◆ **任务说明 1**
请将下方数据行中从包含“Each instance receives one keypoint. Mark the foreground”的那一行起、直到数据行末尾的部分重新写出，其中的请求文字保持不变，所有坐标数值各加上119，首尾两行都包括在内。答案中不要写入图片。

◆ **引用文本**
****************************************
使用shell脚本调度Apache Kylin构建任务

464 阅读3分钟

本文已参与「开源摘星计划」,欢迎正在阅读的你加入。活动链接:github.com/weopenproje…

背景

在使用 Kylin 作为 OLAP 查询引擎时,我们需要让 kylin 自动进行 cube 构建,当有增量数据产生时,由调度系统自动触发 kylin 的任务构建,这样使得数仓数据计算和 kylin cube 构建可以串起来。

接口说明

触发 kylin 调度任务的方式为调用 kylin 接口,然后触发任务构建。 我们可以通过 java、python 代码的方式调用 kylin 的接口,也可以直接使用 shell 调用 kylin 的接口。

这里主要需要用到3个接口。

  1. http://your-kylin-host:7070/kylin/api/user/authentication

用户认证接口,用来验证 kylin 的用户认证。

  1. http://your-kylin-host:7070/kylin/api/cubes/${cubeName}/rebuild

cube构建接口,用来触发 kylin cube 的构建任务。

  1. http://your-kylin-host:7070/kylin/api/jobs/${id}

根据jobId查询job状态接口,用来监控 cube 构建任务的执行情况。

脚本实现

下面是我编写的 kylin cube 构建脚本。

#!/bin/bash
##******************************************************************************
## **  功能描述: kylin cube 构建
## **
## **  执行参数:2-4个 1.(必填) 第一个是构建日期.支持日期或者月份或者字符串null,日期构建日类型的cube,月份构建月类型的cube,null构建没有日期分区的cube
## **                          一次只能构建日模型的一天或月模型的一个月,或者没有日期分区的cube。  例:20200101  或者  202001   或者字符串  null
## **                  2.(必填) 第二个参数是cube名称。
## **                  3.(可选) hive表名,用来统计要构建的数据量。
## **                  4.(可选) hive表的日期分区字段名称,用来统计要构建的数据量时使用,全量构建的cube或者是hive表名为空的情况下不需要此参数。默认为dt。
## *****************************************************************************

source /etc/profile
source ~/.bashrc


username="这里填kylin系统的用户名"
password="这里填kylin系统的密码"
cubeName=$2
echo "【cube name is $2】"

dateParam=$(echo $1 | tr '[A-Z]' '[a-z]')
startTime="123"
endTime="123"
if [[ ${#dateParam} -eq 6 ]]; then
  endTime=${dateParam}"01"
  startTime=$(date -d "$endTime-1 days" +%Y%m%d)
  echo "【build month cube】"
elif [[ ${#dateParam} -eq 8 ]]; then
  startTime=${dateParam}
  endTime=$(date -d "$startTime+1 days" +%Y%m%d)
  echo "【build day cube】"
elif [[ "$dateParam" == "null" ]]; then
  startTime=
  endTime=
  echo "【build whole quantity cube】"
else
  echo "【dateParam input error】"
  exit 1
fi

tableName=$3
dateField=$4
countSql=''
if [[ ${#tableName} -ge 1 ]]; then
    echo "【hive table name is ${tableName}】"
    if [[ ${#dateField} -ge 1 ]]; then
        echo "【date field is ${dateField}】"
        
    else
        echo "【date field is null,use 'dt'】"
****************************************
◆ **任务说明 2**
请从上面这段关于 Kylin cube 构建脚本的文字中抄录一段，从含有“用户认证接口,用来验证 kylin 的用户认证。”的词句开始，到“根据jobId查询job状态接口,用来监控 cube 构建任务的执行情况。”结束，一字不改。
****************************************
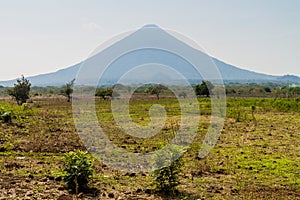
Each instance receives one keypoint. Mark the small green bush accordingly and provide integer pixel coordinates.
(78, 170)
(5, 115)
(167, 179)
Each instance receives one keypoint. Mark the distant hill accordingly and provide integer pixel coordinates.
(228, 72)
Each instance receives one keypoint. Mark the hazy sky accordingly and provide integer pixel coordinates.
(44, 36)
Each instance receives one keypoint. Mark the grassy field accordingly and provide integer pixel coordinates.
(256, 157)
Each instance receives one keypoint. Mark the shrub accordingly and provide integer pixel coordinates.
(78, 170)
(20, 91)
(167, 178)
(5, 115)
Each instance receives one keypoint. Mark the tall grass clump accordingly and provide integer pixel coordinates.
(78, 170)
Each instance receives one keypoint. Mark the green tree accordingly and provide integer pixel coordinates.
(20, 91)
(104, 93)
(69, 90)
(204, 88)
(157, 90)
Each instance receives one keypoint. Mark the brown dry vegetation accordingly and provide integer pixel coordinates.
(254, 158)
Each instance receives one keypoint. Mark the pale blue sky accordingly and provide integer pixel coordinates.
(44, 36)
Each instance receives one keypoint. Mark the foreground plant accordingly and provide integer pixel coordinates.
(78, 170)
(166, 179)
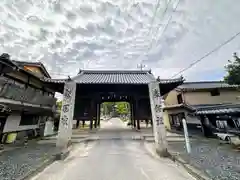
****************************************
◆ **任务结果 1**
Each instance receives one keypoint. Mark the foreground plant accordingly and provide integer pixel coordinates.
(197, 289)
(285, 298)

◆ **任务结果 2**
用户认证接口,用来验证 kylin 的用户认证。

  1. http://your-kylin-host:7070/kylin/api/cubes/${cubeName}/rebuild

cube构建接口,用来触发 kylin cube 的构建任务。

  1. http://your-kylin-host:7070/kylin/api/jobs/${id}

根据jobId查询job状态接口,用来监控 cube 构建任务的执行情况。